Excerpted text ::
# # # # #
I think it's a relevant angle with some races where D&D was ending up in a gross place, but I think it's only a key issue when negative stuff is asserted (like mental stat penalties and/or universal negative personality traits), but yeah I don't think it's a broad issue. I think people talked about it because the worst stuff 5E was doing with races involved it.
The rules tell you what it measures.
But the actual usage of the stat is absolutely not consistent with the brief blurbs 5E offers, nor with the more complex explanations previous editions offered. And pretending previous editions don't matter is incompatible with stuff like claiming 1E was attempting verisimilitude. And indeed your entire issue is reliant on it having been done differently in the past.
So you think splats like races and classes only exist for balance reason? I don't buy that. They're thematic archetypes with rules that support those themes. And that's how it should be.
"Only"? No, I didn't say that, did I?

But balance is why you can change races like this but not classes. It's not very complicated.
My 5e PHB relatively clearly tells what the ability scores measure. Seems coherent enough.
I disagree I guess, and it's particularly not a great match to previous editions.
What you omit here is that by this logic a halfling (equated to a weak human) should definitely never be as strong as a strong human. So ability modifiers should exist.
It doesn't actually follow in a fantasy setting that a Halfling should be weaker than a human. They already have "chimp strength". They should have less leverage and reach. But leverage and reach are not well-represented by ASIs - they're better represented by specific size-related rules.
 

As has been noted above, because the inspirational literature didn't have halflings be 3-4x stronger per pound than humans.
# # # # #
The task :: Could you extend the forum thread on D&D races and ability score modifiers, picking up right after its last post?

Given entries ::
# # # # #
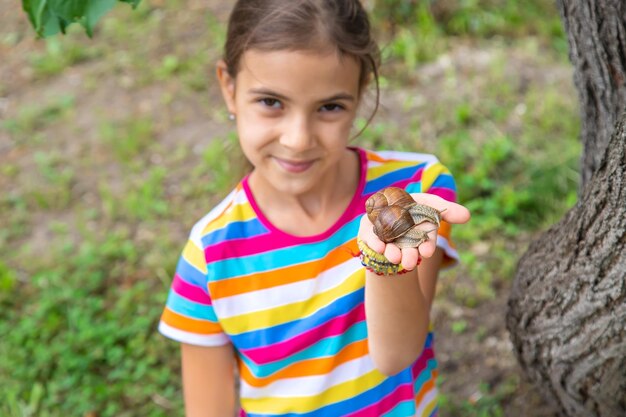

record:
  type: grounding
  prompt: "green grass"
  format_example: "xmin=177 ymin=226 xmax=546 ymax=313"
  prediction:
xmin=0 ymin=0 xmax=580 ymax=417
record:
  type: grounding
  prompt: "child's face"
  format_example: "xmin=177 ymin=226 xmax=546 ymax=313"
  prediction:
xmin=218 ymin=50 xmax=360 ymax=195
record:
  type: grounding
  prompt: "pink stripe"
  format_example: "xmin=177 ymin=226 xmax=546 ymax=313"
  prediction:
xmin=172 ymin=274 xmax=212 ymax=306
xmin=427 ymin=187 xmax=456 ymax=202
xmin=411 ymin=348 xmax=435 ymax=379
xmin=345 ymin=383 xmax=414 ymax=417
xmin=241 ymin=303 xmax=365 ymax=365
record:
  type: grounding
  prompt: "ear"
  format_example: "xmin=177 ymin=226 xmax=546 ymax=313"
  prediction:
xmin=216 ymin=59 xmax=236 ymax=114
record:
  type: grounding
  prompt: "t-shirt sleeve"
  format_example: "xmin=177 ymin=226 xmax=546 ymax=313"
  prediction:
xmin=158 ymin=232 xmax=229 ymax=346
xmin=407 ymin=160 xmax=459 ymax=268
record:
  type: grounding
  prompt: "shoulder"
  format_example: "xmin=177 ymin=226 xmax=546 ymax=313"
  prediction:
xmin=363 ymin=150 xmax=451 ymax=186
xmin=184 ymin=183 xmax=248 ymax=248
xmin=364 ymin=150 xmax=439 ymax=166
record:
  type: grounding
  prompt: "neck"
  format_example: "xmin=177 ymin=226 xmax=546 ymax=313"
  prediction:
xmin=250 ymin=149 xmax=360 ymax=236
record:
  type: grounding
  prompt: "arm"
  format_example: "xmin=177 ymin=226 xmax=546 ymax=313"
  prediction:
xmin=181 ymin=343 xmax=236 ymax=417
xmin=359 ymin=194 xmax=469 ymax=375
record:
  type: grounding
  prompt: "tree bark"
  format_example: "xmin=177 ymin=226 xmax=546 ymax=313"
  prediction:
xmin=507 ymin=114 xmax=626 ymax=417
xmin=557 ymin=0 xmax=626 ymax=189
xmin=507 ymin=0 xmax=626 ymax=417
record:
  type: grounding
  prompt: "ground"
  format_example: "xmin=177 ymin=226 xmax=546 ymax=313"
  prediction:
xmin=0 ymin=0 xmax=572 ymax=417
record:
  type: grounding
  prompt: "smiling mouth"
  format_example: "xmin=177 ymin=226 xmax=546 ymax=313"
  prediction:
xmin=274 ymin=158 xmax=315 ymax=174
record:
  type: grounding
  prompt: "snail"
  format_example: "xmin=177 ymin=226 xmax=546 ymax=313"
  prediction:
xmin=365 ymin=187 xmax=441 ymax=248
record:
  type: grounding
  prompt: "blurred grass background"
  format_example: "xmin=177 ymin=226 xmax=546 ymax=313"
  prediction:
xmin=0 ymin=0 xmax=580 ymax=417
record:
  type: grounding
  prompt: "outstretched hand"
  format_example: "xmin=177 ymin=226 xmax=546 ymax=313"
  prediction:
xmin=359 ymin=193 xmax=470 ymax=270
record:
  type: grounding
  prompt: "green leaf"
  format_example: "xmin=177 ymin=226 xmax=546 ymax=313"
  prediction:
xmin=22 ymin=0 xmax=141 ymax=38
xmin=84 ymin=0 xmax=116 ymax=38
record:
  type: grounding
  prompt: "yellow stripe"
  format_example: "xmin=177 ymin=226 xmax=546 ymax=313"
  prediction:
xmin=183 ymin=240 xmax=207 ymax=274
xmin=202 ymin=203 xmax=256 ymax=236
xmin=421 ymin=162 xmax=450 ymax=193
xmin=419 ymin=397 xmax=437 ymax=417
xmin=220 ymin=269 xmax=364 ymax=334
xmin=367 ymin=161 xmax=420 ymax=181
xmin=241 ymin=370 xmax=386 ymax=414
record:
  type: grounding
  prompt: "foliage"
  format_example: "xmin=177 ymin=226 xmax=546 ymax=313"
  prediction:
xmin=0 ymin=0 xmax=580 ymax=417
xmin=22 ymin=0 xmax=140 ymax=37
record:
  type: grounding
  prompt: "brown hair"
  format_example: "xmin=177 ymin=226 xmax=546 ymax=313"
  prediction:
xmin=223 ymin=0 xmax=380 ymax=118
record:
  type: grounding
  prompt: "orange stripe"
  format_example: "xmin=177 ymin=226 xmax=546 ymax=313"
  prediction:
xmin=415 ymin=376 xmax=435 ymax=404
xmin=239 ymin=340 xmax=368 ymax=388
xmin=437 ymin=220 xmax=454 ymax=242
xmin=209 ymin=239 xmax=359 ymax=300
xmin=161 ymin=308 xmax=222 ymax=335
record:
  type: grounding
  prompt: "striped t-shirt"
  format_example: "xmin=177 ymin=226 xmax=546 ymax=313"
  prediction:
xmin=159 ymin=149 xmax=457 ymax=417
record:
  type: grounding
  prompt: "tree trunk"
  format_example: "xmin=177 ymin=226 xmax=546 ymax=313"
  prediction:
xmin=507 ymin=0 xmax=626 ymax=417
xmin=557 ymin=0 xmax=626 ymax=189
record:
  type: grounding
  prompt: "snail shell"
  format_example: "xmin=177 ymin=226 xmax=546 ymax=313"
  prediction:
xmin=373 ymin=206 xmax=415 ymax=243
xmin=365 ymin=187 xmax=416 ymax=223
xmin=365 ymin=187 xmax=441 ymax=248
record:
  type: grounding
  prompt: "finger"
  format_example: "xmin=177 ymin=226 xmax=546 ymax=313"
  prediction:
xmin=417 ymin=223 xmax=438 ymax=258
xmin=401 ymin=248 xmax=419 ymax=271
xmin=359 ymin=216 xmax=386 ymax=253
xmin=384 ymin=240 xmax=402 ymax=264
xmin=404 ymin=193 xmax=471 ymax=224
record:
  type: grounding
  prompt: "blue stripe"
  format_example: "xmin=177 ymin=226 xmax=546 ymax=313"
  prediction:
xmin=229 ymin=288 xmax=365 ymax=350
xmin=167 ymin=289 xmax=217 ymax=323
xmin=247 ymin=367 xmax=411 ymax=417
xmin=240 ymin=321 xmax=367 ymax=378
xmin=413 ymin=359 xmax=437 ymax=394
xmin=207 ymin=216 xmax=361 ymax=281
xmin=202 ymin=217 xmax=269 ymax=248
xmin=381 ymin=399 xmax=417 ymax=417
xmin=363 ymin=163 xmax=426 ymax=194
xmin=176 ymin=256 xmax=207 ymax=292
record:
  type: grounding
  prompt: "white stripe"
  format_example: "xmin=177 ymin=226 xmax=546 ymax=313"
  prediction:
xmin=213 ymin=258 xmax=361 ymax=318
xmin=415 ymin=387 xmax=437 ymax=417
xmin=189 ymin=190 xmax=238 ymax=245
xmin=159 ymin=321 xmax=230 ymax=346
xmin=376 ymin=151 xmax=438 ymax=164
xmin=241 ymin=355 xmax=375 ymax=399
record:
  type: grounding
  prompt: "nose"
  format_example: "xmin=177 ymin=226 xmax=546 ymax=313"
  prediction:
xmin=280 ymin=115 xmax=315 ymax=152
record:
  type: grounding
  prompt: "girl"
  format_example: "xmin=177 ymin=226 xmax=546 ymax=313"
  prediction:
xmin=159 ymin=0 xmax=469 ymax=417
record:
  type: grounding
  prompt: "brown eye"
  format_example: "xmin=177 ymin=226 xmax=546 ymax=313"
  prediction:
xmin=320 ymin=103 xmax=344 ymax=112
xmin=259 ymin=98 xmax=281 ymax=109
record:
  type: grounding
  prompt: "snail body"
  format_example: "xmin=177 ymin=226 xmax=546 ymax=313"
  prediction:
xmin=365 ymin=187 xmax=441 ymax=248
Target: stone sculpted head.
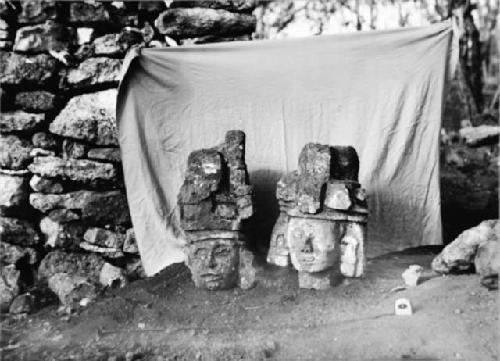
[288,217,341,272]
[187,235,240,290]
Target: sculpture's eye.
[194,248,210,259]
[302,237,314,253]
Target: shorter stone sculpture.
[178,130,255,290]
[267,143,368,289]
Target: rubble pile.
[0,0,255,312]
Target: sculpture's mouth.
[201,273,222,282]
[297,253,316,263]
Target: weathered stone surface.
[48,272,98,309]
[460,125,500,147]
[69,1,110,24]
[83,227,126,250]
[94,28,143,56]
[15,90,57,112]
[0,135,32,170]
[18,0,58,24]
[0,174,29,215]
[62,139,88,159]
[99,263,128,288]
[66,57,121,88]
[324,182,352,210]
[0,264,21,312]
[170,0,257,13]
[9,292,36,315]
[87,148,122,163]
[0,110,45,133]
[30,191,130,224]
[31,132,59,150]
[50,89,118,145]
[0,241,38,264]
[30,174,64,194]
[40,217,86,250]
[28,156,116,183]
[157,8,256,39]
[474,221,500,277]
[38,250,104,282]
[122,228,139,254]
[297,175,324,214]
[431,220,498,273]
[276,171,299,202]
[47,209,82,223]
[14,21,76,53]
[0,217,40,247]
[266,212,290,267]
[0,52,57,85]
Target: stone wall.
[0,0,255,312]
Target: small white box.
[394,298,413,316]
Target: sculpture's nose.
[302,238,313,253]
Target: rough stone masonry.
[0,0,255,312]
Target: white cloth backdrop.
[117,22,456,275]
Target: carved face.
[187,239,239,290]
[288,218,343,272]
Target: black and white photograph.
[0,0,500,361]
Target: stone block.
[48,272,98,309]
[99,263,128,288]
[299,143,332,183]
[170,0,257,13]
[287,217,345,272]
[62,139,88,159]
[296,175,324,214]
[69,1,110,24]
[28,156,117,184]
[87,148,122,163]
[14,90,57,112]
[340,222,366,277]
[276,171,299,202]
[31,132,59,150]
[122,228,139,254]
[0,240,39,265]
[50,89,118,146]
[40,217,86,251]
[0,110,45,133]
[156,8,256,39]
[0,135,32,170]
[0,217,40,247]
[38,250,104,282]
[14,21,76,53]
[0,264,21,312]
[431,220,498,273]
[17,0,60,24]
[0,174,29,216]
[29,174,64,194]
[324,182,352,211]
[0,52,57,85]
[266,212,290,267]
[30,191,130,225]
[83,227,126,250]
[65,57,121,88]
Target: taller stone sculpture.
[267,143,368,289]
[178,130,254,290]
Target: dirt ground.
[1,249,499,361]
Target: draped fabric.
[117,22,456,275]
# # # # #
Task response ::
I actually disagree. Tolkien's Halflings are clearly pound-for-pound stronger than humans just based on stuff that happens in LotR (the books), especially towards the end. They have chimp strength to some degree. Might be more like 2-3x than 3-4x times.
 

Cadence

Legend
Supporter
No. It does not. And here is a fundamental disagreement. You are slightly stronger, but not enough of a variation that it is worth noting.
And when you have to give every "big" race +2 Str, you necessarily lower their other stats. Which makes them less intelligent or so on.
A little +2 modifier is just not enough to simulate anything.

Just because a +2 doesn't mean anything to you doesn't mean it isn't a sign-post to others. (Is a little +1 bonus enough to simulate a sword being magical?).

Pathfinder didn't have negative modifiers. Does 5e in the PhB?

An alternative for someone who wanted physical stats to tie into roughly human physiology as a baseline could have different maximums based on size and the fiction associated with the race. Halflings can go to 14, Elves to 18, Dwarves and Humans to 20, Half-Orcs to 22, and Goliaths to 24, or whatnot. The differing upper limits, instead of a fixed bonus, takes away the inability to play a very undextrous Halfling or very unstrong Goliath.

As was noted by other posters above, some games have a size stat, if one wanted I could imagine a size and build descriptor that would put limits on Str and Dex (with some races being outside humanocentric physiology and differing).
 

No. It does not. And here is a fundamental disagreement. You are slightly stronger, but not enough of a variation that it is worth noting.
And when you have to give every "big" race +2 Str, you necessarily lower their other stats. Which makes them less intelligent or so on.
A little +2 modifier is just not enough to simulate anything.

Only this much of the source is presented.